[Start DATA EXCERPTS]

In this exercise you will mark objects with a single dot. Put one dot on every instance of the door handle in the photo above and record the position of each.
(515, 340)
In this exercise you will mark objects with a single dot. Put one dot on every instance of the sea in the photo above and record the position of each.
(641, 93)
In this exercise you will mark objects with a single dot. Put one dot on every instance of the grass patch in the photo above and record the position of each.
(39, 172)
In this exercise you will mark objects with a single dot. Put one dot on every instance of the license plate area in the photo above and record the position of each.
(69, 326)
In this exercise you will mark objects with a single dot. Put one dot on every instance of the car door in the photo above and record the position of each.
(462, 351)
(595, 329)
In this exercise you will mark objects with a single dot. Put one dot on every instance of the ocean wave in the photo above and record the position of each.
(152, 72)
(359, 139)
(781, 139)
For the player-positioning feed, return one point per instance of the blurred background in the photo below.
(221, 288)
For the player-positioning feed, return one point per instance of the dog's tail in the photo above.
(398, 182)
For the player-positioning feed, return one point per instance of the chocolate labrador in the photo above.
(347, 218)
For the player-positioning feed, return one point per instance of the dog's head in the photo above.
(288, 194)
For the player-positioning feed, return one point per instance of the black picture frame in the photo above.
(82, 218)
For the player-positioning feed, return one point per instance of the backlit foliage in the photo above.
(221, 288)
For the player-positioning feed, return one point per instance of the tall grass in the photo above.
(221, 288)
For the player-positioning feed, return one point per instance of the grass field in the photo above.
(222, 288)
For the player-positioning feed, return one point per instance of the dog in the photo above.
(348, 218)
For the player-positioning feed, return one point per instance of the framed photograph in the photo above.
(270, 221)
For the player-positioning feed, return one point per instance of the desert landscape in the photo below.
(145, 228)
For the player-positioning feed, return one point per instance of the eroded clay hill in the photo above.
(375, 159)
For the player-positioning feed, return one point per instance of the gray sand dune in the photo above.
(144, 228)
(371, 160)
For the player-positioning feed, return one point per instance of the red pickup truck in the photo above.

[End DATA EXCERPTS]

*TASK INSTRUCTIONS*
Copy out all of the data above, substituting "object-tracking feed" for every occurrence of "player-positioning feed" and leaving everything else unchanged.

*RIGHT ANSWER*
In this exercise you will mark objects with a single dot. Put one dot on every instance of the door handle in the photo above and record the position of each.
(515, 340)
In this exercise you will mark objects with a single dot. Put one dot on every instance of the sea in the photo above and record the position of each.
(641, 93)
In this exercise you will mark objects with a single dot. Put one dot on every instance of the grass patch in the photo above and record the position of each.
(39, 172)
In this exercise you will mark objects with a single dot. Put one dot on every instance of the license plate area in the photo above and record the position of each.
(69, 326)
In this exercise you will mark objects with a single dot. Put one dot on every instance of the car door in the photo above and record the position of each.
(462, 351)
(595, 329)
In this exercise you will mark objects with a single dot. Put one dot on every instance of the ocean wave in the photo above and record the position of each.
(152, 72)
(359, 139)
(781, 139)
For the object-tracking feed, return one point per instance of the blurred background in the photo below.
(221, 288)
For the object-tracking feed, return one point per instance of the dog's tail in the photo above.
(398, 182)
For the object-tracking feed, return one point per instance of the chocolate labrador in the photo above.
(347, 218)
For the object-tracking feed, return one point per instance of the dog's head in the photo above.
(288, 194)
For the object-tracking feed, return one point per instance of the black picture frame in the photo above.
(82, 218)
For the object-tracking feed, return one point per instance of the backlit foliage in the photo above.
(221, 288)
For the object-tracking feed, return one point per instance of the tall grass in the photo above.
(221, 288)
For the object-tracking feed, return one point per instance of the grass field in the photo above.
(222, 288)
For the object-tracking feed, return one point per instance of the dog in the photo above.
(348, 218)
For the object-tracking feed, return one point per instance of the framed photograph in the photo above.
(270, 221)
For the object-tracking feed, return one point per instance of the desert landscape in the photo below.
(145, 228)
For the object-tracking feed, return one point per instance of the eroded clay hill in the photo above.
(375, 159)
For the object-tracking feed, return one point per instance of the gray sand dune in the photo above.
(144, 228)
(371, 160)
For the object-tracking feed, return one point per instance of the red pickup truck in the photo above.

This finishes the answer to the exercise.